Extracted entries =
========================================

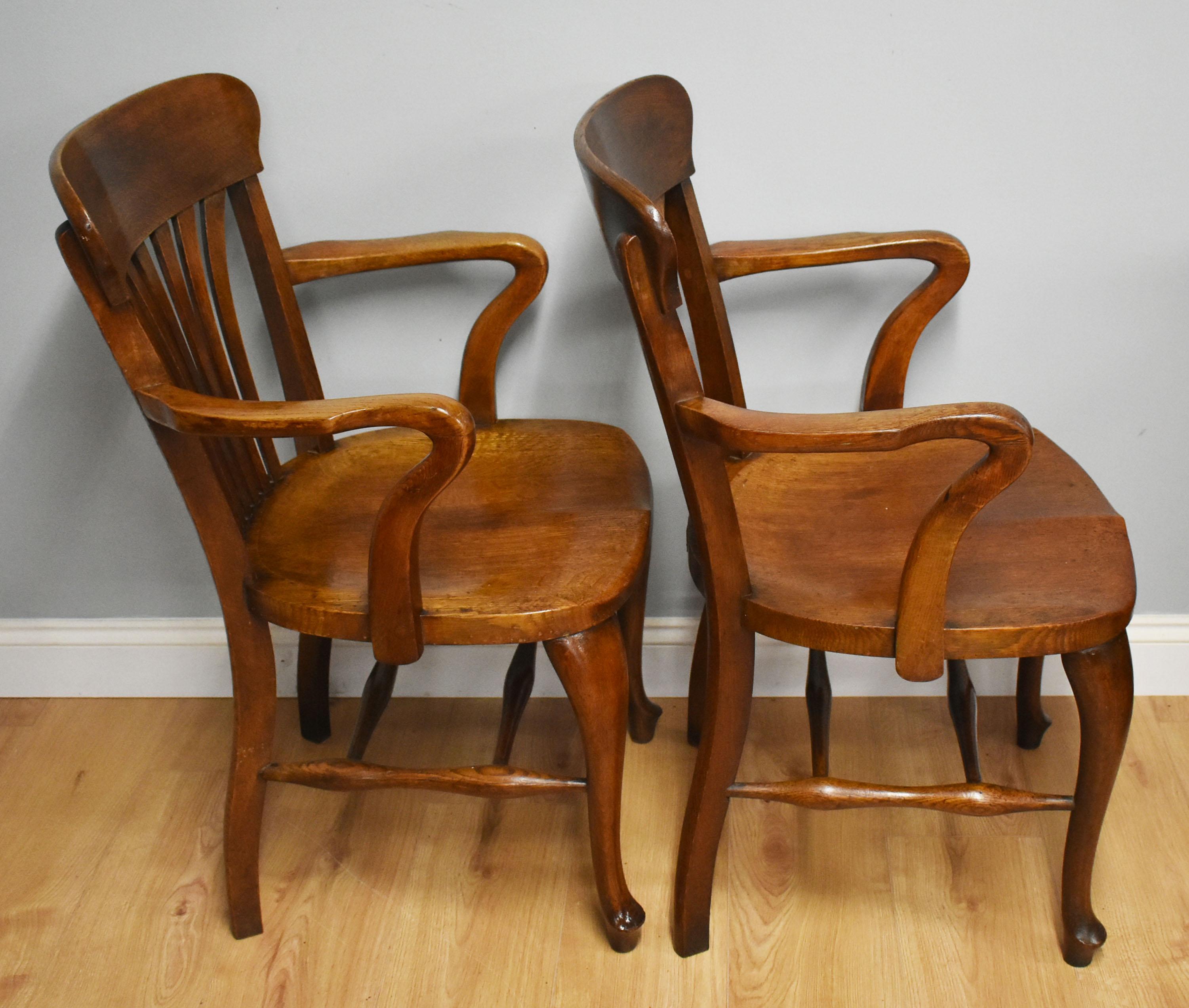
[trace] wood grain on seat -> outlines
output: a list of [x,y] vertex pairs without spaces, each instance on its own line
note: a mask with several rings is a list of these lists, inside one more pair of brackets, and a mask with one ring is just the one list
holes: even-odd
[[[894,655],[908,544],[982,452],[951,440],[731,462],[751,575],[748,624],[824,651]],[[1024,474],[975,516],[955,553],[946,657],[1081,650],[1119,634],[1134,599],[1124,519],[1082,467],[1037,433]]]
[[[284,626],[367,640],[376,512],[428,446],[377,430],[291,462],[249,534],[252,605]],[[648,548],[650,497],[644,461],[616,427],[479,428],[471,461],[422,522],[426,642],[543,641],[610,618]]]

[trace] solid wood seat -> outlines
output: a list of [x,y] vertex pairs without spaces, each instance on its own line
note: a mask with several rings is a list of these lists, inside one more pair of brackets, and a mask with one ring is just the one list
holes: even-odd
[[[904,557],[981,445],[763,454],[729,464],[751,575],[746,620],[823,651],[895,655]],[[1039,431],[1024,474],[970,522],[945,596],[945,655],[1077,651],[1127,625],[1135,579],[1124,519]]]
[[[249,533],[253,606],[307,634],[369,640],[376,514],[427,449],[415,431],[377,430],[290,464]],[[547,641],[615,616],[647,555],[650,497],[644,460],[617,427],[479,428],[471,461],[422,519],[426,643]]]

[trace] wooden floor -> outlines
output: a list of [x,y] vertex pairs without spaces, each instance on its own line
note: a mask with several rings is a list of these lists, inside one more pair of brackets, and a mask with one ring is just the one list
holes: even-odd
[[[1070,792],[1072,701],[1048,698],[1036,752],[1011,700],[981,704],[988,780]],[[313,746],[281,708],[278,751]],[[629,744],[628,880],[648,912],[612,953],[594,912],[581,795],[495,805],[426,793],[275,785],[265,811],[265,933],[232,939],[221,881],[227,700],[0,701],[0,1004],[36,1006],[1185,1006],[1189,698],[1137,703],[1095,896],[1111,933],[1061,960],[1064,813],[965,819],[805,812],[737,801],[711,950],[679,959],[669,887],[693,750],[684,701]],[[493,700],[396,700],[369,757],[484,762]],[[944,700],[838,699],[832,770],[961,779]],[[741,777],[809,773],[801,703],[755,704]],[[879,745],[873,741],[879,739]],[[514,760],[581,771],[564,700],[534,700]]]

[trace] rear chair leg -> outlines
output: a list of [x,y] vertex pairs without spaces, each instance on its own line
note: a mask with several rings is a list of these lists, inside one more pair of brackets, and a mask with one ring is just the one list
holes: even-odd
[[962,752],[962,769],[967,780],[982,780],[982,768],[979,766],[979,694],[974,692],[970,672],[962,659],[950,659],[946,662],[949,681],[945,693],[950,703],[950,720],[958,737],[958,749]]
[[652,742],[661,708],[644,692],[644,598],[648,593],[648,561],[637,577],[636,590],[619,610],[619,629],[628,651],[628,731],[633,742]]
[[1088,966],[1107,940],[1090,905],[1094,855],[1131,725],[1131,648],[1124,631],[1113,641],[1061,656],[1077,701],[1082,729],[1074,811],[1065,834],[1061,877],[1062,951],[1071,966]]
[[376,662],[371,675],[364,683],[364,695],[359,701],[359,717],[356,719],[356,733],[351,737],[351,745],[347,748],[348,760],[363,760],[367,751],[367,743],[371,742],[372,732],[379,724],[380,714],[392,699],[392,687],[396,685],[396,669],[400,666]]
[[1040,706],[1040,669],[1044,655],[1020,659],[1015,674],[1015,744],[1037,749],[1052,719]]
[[504,676],[504,706],[499,711],[499,736],[496,738],[496,755],[491,757],[491,762],[497,767],[507,767],[512,755],[516,729],[520,727],[524,705],[533,694],[535,679],[536,644],[517,644],[508,666],[508,674]]
[[277,708],[277,669],[269,624],[246,609],[224,611],[231,651],[235,724],[233,729],[227,808],[224,817],[224,857],[231,933],[251,938],[260,921],[260,819],[264,781],[260,770],[272,760]]
[[810,670],[805,678],[805,706],[810,712],[810,751],[813,757],[813,776],[830,776],[830,669],[825,663],[825,651],[810,651]]
[[331,737],[329,637],[302,634],[297,640],[297,717],[301,737],[326,742]]
[[617,619],[545,642],[566,687],[586,750],[586,806],[594,884],[603,925],[616,952],[640,941],[644,912],[628,890],[619,852],[619,801],[628,729],[628,661]]
[[706,705],[706,609],[702,609],[698,636],[693,642],[690,663],[690,707],[686,714],[685,737],[691,745],[702,742],[702,716]]

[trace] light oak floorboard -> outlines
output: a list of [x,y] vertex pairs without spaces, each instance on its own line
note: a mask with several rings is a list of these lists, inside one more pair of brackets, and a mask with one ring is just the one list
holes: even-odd
[[[1044,744],[1013,744],[1011,698],[980,701],[987,780],[1072,789],[1077,718],[1045,698]],[[0,700],[0,1004],[1182,1006],[1189,1003],[1189,698],[1140,698],[1107,815],[1094,964],[1057,947],[1062,813],[973,819],[736,801],[711,949],[678,958],[673,859],[693,750],[684,701],[629,743],[623,848],[648,913],[606,947],[581,795],[510,802],[269,789],[265,933],[235,941],[222,888],[226,700]],[[282,758],[302,741],[282,701]],[[831,771],[961,779],[943,698],[838,698]],[[498,701],[396,699],[369,758],[490,758]],[[517,766],[583,773],[564,700],[529,704]],[[741,779],[809,773],[804,704],[757,699]]]

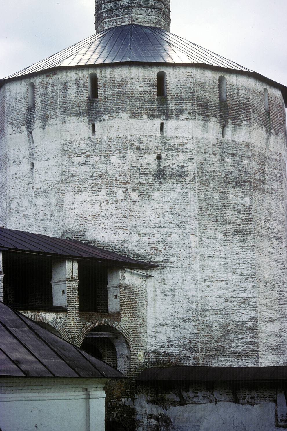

========================================

Short task = Rewrite all of the lines above as a numbered list, leaving out blank lines and the pictures.

Output =
1. [trace] wood grain on seat -> outlines
2. output: a list of [x,y] vertex pairs without spaces, each instance on its own line
3. note: a mask with several rings is a list of these lists, inside one more pair of brackets, and a mask with one ring is just the one list
4. holes: even-odd
5. [[[894,655],[908,544],[982,452],[951,440],[731,462],[751,575],[748,624],[824,651]],[[1024,474],[975,516],[955,553],[946,657],[1081,650],[1119,634],[1134,599],[1124,519],[1082,467],[1037,433]]]
6. [[[284,626],[367,640],[376,512],[428,446],[377,430],[291,462],[249,534],[252,605]],[[648,548],[650,497],[644,461],[616,427],[479,428],[471,461],[422,522],[426,642],[543,641],[610,618]]]
7. [trace] solid wood seat -> outlines
8. output: a list of [x,y] vertex pairs without spaces, each instance on its own line
9. note: a mask with several rings is a list of these lists, inside one more pair of brackets, and a mask with one ring is just the one list
10. holes: even-odd
11. [[[904,557],[981,445],[763,454],[729,464],[751,575],[746,620],[823,651],[895,655]],[[1039,431],[1024,474],[970,522],[945,596],[945,655],[1077,651],[1127,625],[1135,579],[1124,519]]]
12. [[[249,533],[253,606],[307,634],[369,640],[376,514],[427,449],[415,431],[377,430],[290,464]],[[547,641],[615,616],[647,555],[650,497],[644,460],[617,427],[479,428],[471,461],[422,519],[426,643]]]
13. [trace] wooden floor -> outlines
14. output: a list of [x,y] vertex pairs without spaces, each instance on its own line
15. note: a mask with several rings is a list of these lists, inside one more pair of brackets, and a mask with one ring is just the one list
16. holes: even-odd
17. [[[1070,792],[1072,701],[1048,698],[1036,752],[1011,700],[981,704],[988,780]],[[313,746],[281,708],[278,751]],[[629,744],[628,880],[648,912],[612,953],[594,912],[581,795],[495,805],[426,793],[275,785],[265,811],[265,933],[232,939],[221,881],[227,700],[0,701],[0,1004],[36,1006],[1185,1006],[1189,698],[1137,703],[1095,896],[1111,933],[1061,960],[1064,813],[965,819],[805,812],[737,801],[711,950],[679,959],[669,887],[693,750],[684,701]],[[493,700],[396,700],[369,757],[484,762]],[[944,700],[838,699],[832,770],[961,779]],[[741,777],[809,773],[801,703],[755,704]],[[879,745],[873,741],[879,739]],[[514,760],[581,771],[564,700],[534,700]]]
18. [trace] rear chair leg -> outlines
19. output: a list of [x,y] vertex pairs without spaces, each instance on its own line
20. note: a mask with several rings is a list of these lists, inside one more pair of brackets, and a mask with one ring is just the one list
21. holes: even-odd
22. [[962,752],[962,769],[967,780],[982,780],[982,768],[979,766],[979,694],[974,692],[970,672],[962,659],[950,659],[946,662],[949,681],[945,693],[950,703],[950,720],[958,737],[958,749]]
23. [[652,742],[661,708],[644,692],[644,598],[648,593],[648,561],[637,577],[636,590],[619,610],[619,629],[628,651],[628,731],[633,742]]
24. [[1088,966],[1107,940],[1090,905],[1094,855],[1131,725],[1131,648],[1124,631],[1113,641],[1061,656],[1077,701],[1082,729],[1074,811],[1065,834],[1061,877],[1062,951],[1071,966]]
25. [[376,662],[371,675],[364,683],[364,695],[359,701],[359,717],[356,719],[356,733],[351,737],[351,745],[347,748],[348,760],[363,760],[367,751],[367,743],[371,742],[372,732],[379,724],[380,714],[392,699],[392,687],[396,685],[396,669],[400,666]]
26. [[1040,706],[1040,669],[1044,655],[1020,659],[1015,674],[1015,744],[1037,749],[1052,719]]
27. [[504,676],[504,706],[499,711],[499,736],[496,738],[496,755],[491,757],[491,762],[497,767],[507,767],[512,755],[516,729],[520,727],[524,705],[533,694],[535,679],[536,644],[517,644],[508,666],[508,674]]
28. [[277,708],[277,669],[269,624],[246,609],[224,611],[231,651],[235,724],[233,729],[227,808],[224,817],[224,857],[231,933],[251,938],[260,921],[260,819],[264,781],[260,770],[272,760]]
29. [[810,670],[805,678],[805,706],[810,712],[810,751],[813,757],[813,776],[830,776],[830,669],[825,663],[825,651],[810,651]]
30. [[331,737],[329,637],[302,634],[297,640],[297,717],[301,737],[326,742]]
31. [[617,619],[545,642],[566,687],[586,750],[586,806],[594,884],[603,925],[616,952],[640,941],[644,912],[628,890],[619,852],[619,801],[628,729],[628,661]]
32. [[706,705],[706,609],[702,609],[698,636],[693,642],[690,663],[690,707],[686,714],[685,737],[691,745],[702,742],[702,716]]
33. [trace] light oak floorboard -> outlines
34. output: a list of [x,y] vertex pairs without spaces, each instance on its own line
35. note: a mask with several rings is a list of these lists, inside one more pair of brackets, and a mask with one ring is just the one list
36. holes: even-odd
37. [[[1044,744],[1013,744],[1011,698],[980,701],[987,780],[1072,789],[1077,718],[1045,698]],[[0,700],[0,1004],[1182,1006],[1189,1003],[1189,698],[1140,698],[1107,815],[1094,964],[1057,947],[1062,813],[973,819],[736,801],[711,949],[678,958],[673,859],[693,750],[684,701],[629,743],[623,848],[648,913],[606,947],[581,795],[510,802],[269,789],[265,933],[235,941],[222,888],[226,700]],[[282,758],[302,741],[282,701]],[[831,771],[961,779],[943,698],[838,698]],[[498,701],[396,699],[369,758],[490,758]],[[517,766],[583,773],[564,700],[529,704]],[[741,779],[809,773],[804,704],[757,699]]]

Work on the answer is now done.